| Stored entries |
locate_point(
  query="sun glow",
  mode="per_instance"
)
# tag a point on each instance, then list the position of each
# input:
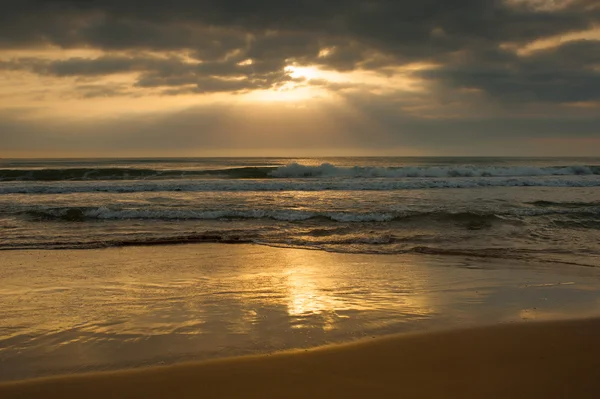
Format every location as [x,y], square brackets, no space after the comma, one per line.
[299,88]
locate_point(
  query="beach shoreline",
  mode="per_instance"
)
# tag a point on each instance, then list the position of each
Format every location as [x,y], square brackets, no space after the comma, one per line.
[542,359]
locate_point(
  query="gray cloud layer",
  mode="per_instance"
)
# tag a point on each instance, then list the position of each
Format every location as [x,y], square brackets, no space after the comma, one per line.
[483,94]
[463,36]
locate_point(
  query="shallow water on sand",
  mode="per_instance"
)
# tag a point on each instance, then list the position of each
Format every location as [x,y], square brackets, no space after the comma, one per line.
[72,311]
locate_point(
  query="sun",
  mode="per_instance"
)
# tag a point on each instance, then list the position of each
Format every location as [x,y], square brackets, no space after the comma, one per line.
[295,90]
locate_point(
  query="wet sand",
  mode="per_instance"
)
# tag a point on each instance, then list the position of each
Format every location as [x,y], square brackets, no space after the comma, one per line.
[544,359]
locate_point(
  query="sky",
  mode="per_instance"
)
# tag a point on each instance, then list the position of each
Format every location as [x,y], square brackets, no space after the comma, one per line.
[111,78]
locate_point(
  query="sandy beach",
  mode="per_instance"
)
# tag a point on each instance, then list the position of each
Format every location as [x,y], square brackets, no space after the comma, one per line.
[546,359]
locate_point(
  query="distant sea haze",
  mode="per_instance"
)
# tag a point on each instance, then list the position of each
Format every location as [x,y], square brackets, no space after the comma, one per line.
[537,210]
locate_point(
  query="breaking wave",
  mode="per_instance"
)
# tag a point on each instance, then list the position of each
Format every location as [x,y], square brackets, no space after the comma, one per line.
[293,170]
[356,184]
[296,170]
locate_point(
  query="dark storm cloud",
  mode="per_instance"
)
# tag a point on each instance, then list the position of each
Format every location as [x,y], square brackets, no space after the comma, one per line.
[563,74]
[463,36]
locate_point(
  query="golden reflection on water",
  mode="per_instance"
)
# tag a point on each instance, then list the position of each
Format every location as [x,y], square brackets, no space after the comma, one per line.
[310,290]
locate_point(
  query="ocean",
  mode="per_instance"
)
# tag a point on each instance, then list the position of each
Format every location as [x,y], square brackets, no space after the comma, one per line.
[527,209]
[109,264]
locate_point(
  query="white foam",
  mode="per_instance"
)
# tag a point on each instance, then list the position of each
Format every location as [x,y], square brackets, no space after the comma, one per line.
[324,184]
[296,170]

| What is required |
Pictures are to be left out; all else in the entries above is to be quoted exactly.

| Full solution |
locate_point(
  query="sun glow",
  mode="per_instance"
)
# tag a point on each instance, then list the position of each
# input:
Format every location as [x,y], square brackets, no space after the comma, one per line.
[299,88]
locate_point(
  query="beach shoreline",
  mode="per_instance"
)
# tag a point on each instance, then list the position of each
Format every location as [x,y], square brackets, no space after the comma, one per line.
[542,359]
locate_point(
  query="gray cloud layer",
  mode="per_instance"
)
# tag a point on each instance, then list the position of each
Format every location as [x,y], square brackets, no space after the comma, one per line.
[483,94]
[463,36]
locate_point(
  query="shallow water on sand",
  mode="per_instance"
)
# tag a point on each instance, then list the position of each
Format every location as [x,y], square brackets, no space after the comma, one per line.
[72,311]
locate_point(
  query="sun",
  mode="per_instance"
)
# tag a point on each instance, then list the position of each
Format every location as [x,y], square brackets, no space after the comma, one per line.
[295,90]
locate_point(
  query="wet sand",
  mode="per_instance"
)
# tag a point on each instance, then list the position of each
Format every location as [x,y], square brackets, no space after the comma, one per line.
[544,359]
locate_point(
  query="sky",
  mode="per_instance"
)
# tag a point on each instance, then list the position of each
Format every location as [x,y], square brackets, no space after the comma, one per line.
[111,78]
locate_point(
  query="sandy beach",
  mode="per_instance"
)
# tag a point on each instance, then list the position of each
Format every location as [x,y], square brackets, no space after the comma, one per line.
[546,359]
locate_point(
  query="distant sea haze",
  mode="per_instance"
)
# tag a point on each instance, then list the position of each
Format every location as [x,y], square brackets, no space after the comma, one per line.
[537,210]
locate_point(
  query="breaking wave",
  mode="per_instance"
)
# tag a point on each instance, then list the position of each
Format every location as [x,y], square brackets, no space after the comma, one per line.
[293,170]
[356,184]
[296,170]
locate_point(
  query="dark storm cloud",
  mode="per_instance"
)
# tag a point on each instance, then list the position of each
Format every location as [x,y], square brackets, no space after the comma, one per line.
[563,74]
[463,36]
locate_point(
  query="golden reflection on water",
  mode="per_instance"
)
# tag a point on each instance, then list the position of each
Format every location as [x,y], square brackets, no space after the comma, one per line.
[310,290]
locate_point(
  query="ocean",
  mode="per_instance"
)
# tag a point on each instance, then list the position of each
Format every location as [x,y], square brackets, no space after the comma, one per line.
[527,209]
[109,264]
locate_point(
  query="white foam",
  mode="per_instance"
)
# tag a point on each instance, then list the position of each
Format every location as [x,y], square brackets, no space after the comma, one per line.
[324,184]
[296,170]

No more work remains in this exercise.